→ TASK DETAILS
List every line of the material below that contains the word "target", and copy each of those lines in full.

INFORMATION SHOWN Start Marker

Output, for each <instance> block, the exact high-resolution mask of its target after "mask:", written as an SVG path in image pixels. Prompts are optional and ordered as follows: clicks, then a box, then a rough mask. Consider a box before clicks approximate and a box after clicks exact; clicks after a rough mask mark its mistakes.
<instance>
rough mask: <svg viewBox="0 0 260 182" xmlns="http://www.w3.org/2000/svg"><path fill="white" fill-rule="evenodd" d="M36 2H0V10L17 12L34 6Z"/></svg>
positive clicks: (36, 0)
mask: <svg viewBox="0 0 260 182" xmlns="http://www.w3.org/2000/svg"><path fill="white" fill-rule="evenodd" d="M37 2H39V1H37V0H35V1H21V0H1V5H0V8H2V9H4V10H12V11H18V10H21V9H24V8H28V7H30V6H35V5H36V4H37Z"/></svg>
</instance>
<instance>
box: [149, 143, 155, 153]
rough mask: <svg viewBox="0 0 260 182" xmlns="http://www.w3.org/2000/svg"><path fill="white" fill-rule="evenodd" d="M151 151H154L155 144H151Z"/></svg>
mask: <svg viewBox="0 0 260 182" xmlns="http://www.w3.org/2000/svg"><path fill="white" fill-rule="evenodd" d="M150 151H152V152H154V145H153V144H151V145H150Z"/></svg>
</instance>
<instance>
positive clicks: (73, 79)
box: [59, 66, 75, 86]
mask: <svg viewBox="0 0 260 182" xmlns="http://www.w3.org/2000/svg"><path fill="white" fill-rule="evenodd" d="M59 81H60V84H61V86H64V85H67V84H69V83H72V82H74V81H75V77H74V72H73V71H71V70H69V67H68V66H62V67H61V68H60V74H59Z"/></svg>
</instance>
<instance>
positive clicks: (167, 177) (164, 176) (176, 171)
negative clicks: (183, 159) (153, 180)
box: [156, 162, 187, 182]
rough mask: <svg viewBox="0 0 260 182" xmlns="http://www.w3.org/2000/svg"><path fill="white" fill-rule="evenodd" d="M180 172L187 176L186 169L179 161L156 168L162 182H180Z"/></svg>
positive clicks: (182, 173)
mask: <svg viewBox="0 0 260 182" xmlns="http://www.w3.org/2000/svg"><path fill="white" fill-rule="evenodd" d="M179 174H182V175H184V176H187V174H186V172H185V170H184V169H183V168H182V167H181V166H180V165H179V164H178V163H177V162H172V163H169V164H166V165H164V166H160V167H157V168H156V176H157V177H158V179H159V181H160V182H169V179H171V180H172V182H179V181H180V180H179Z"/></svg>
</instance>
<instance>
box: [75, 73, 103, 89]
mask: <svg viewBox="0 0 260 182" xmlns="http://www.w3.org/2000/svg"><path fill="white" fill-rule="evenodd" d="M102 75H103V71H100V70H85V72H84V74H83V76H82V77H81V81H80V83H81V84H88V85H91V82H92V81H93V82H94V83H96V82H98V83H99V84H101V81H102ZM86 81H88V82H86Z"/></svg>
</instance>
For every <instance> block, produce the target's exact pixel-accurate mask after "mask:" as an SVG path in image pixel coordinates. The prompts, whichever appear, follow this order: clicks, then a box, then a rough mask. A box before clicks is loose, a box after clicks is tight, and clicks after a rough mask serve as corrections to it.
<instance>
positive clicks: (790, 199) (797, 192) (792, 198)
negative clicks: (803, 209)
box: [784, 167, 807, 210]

INFORMATION SHOWN End Marker
INFORMATION SHOWN Start Marker

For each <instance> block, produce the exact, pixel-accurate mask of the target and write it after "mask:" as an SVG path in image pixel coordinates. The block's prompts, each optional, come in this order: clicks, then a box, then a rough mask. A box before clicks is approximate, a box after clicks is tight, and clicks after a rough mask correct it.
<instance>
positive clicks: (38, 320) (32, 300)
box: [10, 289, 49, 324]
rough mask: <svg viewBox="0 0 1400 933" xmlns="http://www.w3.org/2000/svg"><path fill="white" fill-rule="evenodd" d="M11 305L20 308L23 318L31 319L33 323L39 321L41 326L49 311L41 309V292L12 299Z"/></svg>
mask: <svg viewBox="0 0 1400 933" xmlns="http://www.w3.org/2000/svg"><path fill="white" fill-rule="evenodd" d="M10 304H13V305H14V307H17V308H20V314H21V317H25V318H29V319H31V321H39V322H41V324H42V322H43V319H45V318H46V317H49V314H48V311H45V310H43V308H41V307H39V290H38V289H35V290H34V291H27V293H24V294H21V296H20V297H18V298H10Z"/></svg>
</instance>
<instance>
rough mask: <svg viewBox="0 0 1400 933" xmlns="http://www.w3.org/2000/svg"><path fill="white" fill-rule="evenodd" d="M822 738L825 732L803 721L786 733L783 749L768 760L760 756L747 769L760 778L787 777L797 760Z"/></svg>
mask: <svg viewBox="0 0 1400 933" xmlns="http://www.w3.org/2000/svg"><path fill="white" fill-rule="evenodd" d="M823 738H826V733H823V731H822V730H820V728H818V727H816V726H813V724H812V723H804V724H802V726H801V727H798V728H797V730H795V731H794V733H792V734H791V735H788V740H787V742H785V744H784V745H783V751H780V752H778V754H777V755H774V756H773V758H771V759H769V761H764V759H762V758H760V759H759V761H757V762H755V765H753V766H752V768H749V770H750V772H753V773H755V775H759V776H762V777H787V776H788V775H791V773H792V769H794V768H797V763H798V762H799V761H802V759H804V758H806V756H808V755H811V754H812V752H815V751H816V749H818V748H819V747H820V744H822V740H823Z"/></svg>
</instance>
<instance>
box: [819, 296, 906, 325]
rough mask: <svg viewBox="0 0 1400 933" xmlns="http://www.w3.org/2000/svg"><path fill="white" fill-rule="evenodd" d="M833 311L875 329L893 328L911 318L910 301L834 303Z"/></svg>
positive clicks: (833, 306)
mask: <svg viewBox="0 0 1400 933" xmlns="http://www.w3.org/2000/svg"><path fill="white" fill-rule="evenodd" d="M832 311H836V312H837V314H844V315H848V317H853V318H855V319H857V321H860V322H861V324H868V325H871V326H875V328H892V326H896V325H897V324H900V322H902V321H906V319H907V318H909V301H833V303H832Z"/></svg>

INFORMATION SHOWN End Marker
INFORMATION SHOWN Start Marker

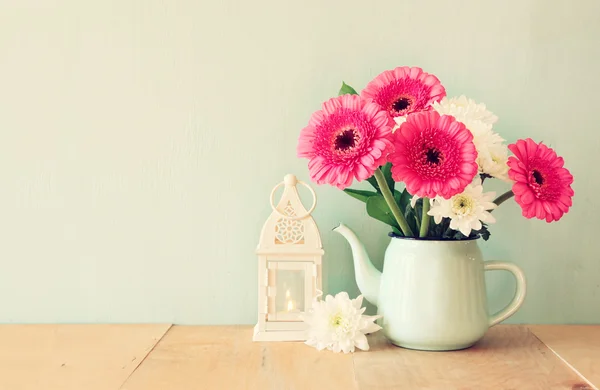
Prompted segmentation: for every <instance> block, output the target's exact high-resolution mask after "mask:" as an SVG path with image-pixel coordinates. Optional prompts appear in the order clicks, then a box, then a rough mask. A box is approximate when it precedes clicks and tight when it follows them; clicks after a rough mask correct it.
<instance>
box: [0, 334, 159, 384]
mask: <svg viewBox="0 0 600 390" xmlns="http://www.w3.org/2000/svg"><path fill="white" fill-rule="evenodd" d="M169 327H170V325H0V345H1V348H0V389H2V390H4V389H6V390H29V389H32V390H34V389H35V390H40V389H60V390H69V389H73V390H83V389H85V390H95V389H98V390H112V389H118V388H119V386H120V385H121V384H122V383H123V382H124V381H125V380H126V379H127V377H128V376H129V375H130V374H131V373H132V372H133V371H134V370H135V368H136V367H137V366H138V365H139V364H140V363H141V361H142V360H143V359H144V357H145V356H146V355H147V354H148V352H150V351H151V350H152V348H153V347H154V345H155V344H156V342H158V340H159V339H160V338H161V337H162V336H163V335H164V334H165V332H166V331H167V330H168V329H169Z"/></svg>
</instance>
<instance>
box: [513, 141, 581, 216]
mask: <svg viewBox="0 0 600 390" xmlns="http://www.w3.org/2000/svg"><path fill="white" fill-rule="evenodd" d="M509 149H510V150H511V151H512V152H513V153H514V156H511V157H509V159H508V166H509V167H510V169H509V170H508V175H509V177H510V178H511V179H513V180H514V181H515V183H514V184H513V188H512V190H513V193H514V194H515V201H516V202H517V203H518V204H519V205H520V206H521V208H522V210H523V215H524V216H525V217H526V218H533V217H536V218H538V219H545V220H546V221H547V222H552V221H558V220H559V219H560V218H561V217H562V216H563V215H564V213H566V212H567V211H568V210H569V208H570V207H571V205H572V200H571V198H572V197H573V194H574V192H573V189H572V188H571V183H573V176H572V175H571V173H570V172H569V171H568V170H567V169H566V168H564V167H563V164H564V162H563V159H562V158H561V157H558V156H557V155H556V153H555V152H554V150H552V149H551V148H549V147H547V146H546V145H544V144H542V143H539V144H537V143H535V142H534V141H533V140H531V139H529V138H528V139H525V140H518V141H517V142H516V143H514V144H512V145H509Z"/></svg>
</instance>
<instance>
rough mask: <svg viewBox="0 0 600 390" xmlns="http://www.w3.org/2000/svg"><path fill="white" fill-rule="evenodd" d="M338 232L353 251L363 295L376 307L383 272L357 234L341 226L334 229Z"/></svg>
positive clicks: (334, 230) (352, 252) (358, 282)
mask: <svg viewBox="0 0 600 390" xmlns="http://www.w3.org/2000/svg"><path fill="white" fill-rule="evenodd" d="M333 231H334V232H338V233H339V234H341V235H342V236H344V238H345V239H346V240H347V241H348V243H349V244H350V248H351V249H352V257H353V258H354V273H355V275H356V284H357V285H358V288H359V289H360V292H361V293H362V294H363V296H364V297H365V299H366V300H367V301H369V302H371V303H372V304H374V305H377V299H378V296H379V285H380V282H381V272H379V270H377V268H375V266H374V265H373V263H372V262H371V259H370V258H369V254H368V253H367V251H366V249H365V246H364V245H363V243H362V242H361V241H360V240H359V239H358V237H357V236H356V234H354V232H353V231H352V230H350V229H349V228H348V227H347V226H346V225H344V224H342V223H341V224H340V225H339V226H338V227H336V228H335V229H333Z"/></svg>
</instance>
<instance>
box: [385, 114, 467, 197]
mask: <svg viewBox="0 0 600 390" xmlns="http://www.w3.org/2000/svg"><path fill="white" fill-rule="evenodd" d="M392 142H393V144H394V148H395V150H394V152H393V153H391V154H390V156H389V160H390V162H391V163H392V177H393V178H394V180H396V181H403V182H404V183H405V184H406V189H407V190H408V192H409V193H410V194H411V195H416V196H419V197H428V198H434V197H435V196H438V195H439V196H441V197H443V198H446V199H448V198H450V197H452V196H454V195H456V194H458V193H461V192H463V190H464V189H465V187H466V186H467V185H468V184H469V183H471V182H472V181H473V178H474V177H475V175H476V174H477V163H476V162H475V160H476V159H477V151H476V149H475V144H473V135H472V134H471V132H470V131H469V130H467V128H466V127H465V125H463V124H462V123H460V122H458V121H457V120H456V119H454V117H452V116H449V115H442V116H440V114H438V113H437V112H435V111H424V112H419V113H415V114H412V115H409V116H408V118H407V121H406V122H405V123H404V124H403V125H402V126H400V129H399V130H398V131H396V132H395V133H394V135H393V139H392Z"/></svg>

INFORMATION SHOWN End Marker

→ COMPLETED TASK
Output, for each <instance> block, the exact high-resolution mask of its target after "mask:", written as an SVG path in image pixels. Prompts are optional and ordered as follows: clicks, then a box, then a rough mask. Consider a box before clicks approximate and a box after clicks exact; clicks after a rough mask mark its mistakes.
For every <instance> block, produce the target's exact pixel-accurate mask after "mask:" as an SVG path in image pixel coordinates. The prompts, whichever appear, follow this order: clicks, then a box, then a rough mask. A box before clicks is loose, a box after clicks is tight, and clicks after a rough mask serve as corrections to it.
For each <instance> block, produce the exact, pixel-accurate mask of the target and write it after "mask:" as an SVG path in image pixel coordinates. The block's prompts, each optional, come in this order: clicks, then a box, then a rough mask. A box before clicks is approximate, a box after clicks is tight, and clicks after a rough mask correct it.
Prompted segmentation: for every <instance> block, output the target's exact high-resolution mask after "mask:" as an SVG path with image-pixel coordinates. Optional prompts appear in the order clicks, then a box, then a rough mask. A box is approximate when it precedes clicks and tight when it follows them; clicks after a rough mask correct it.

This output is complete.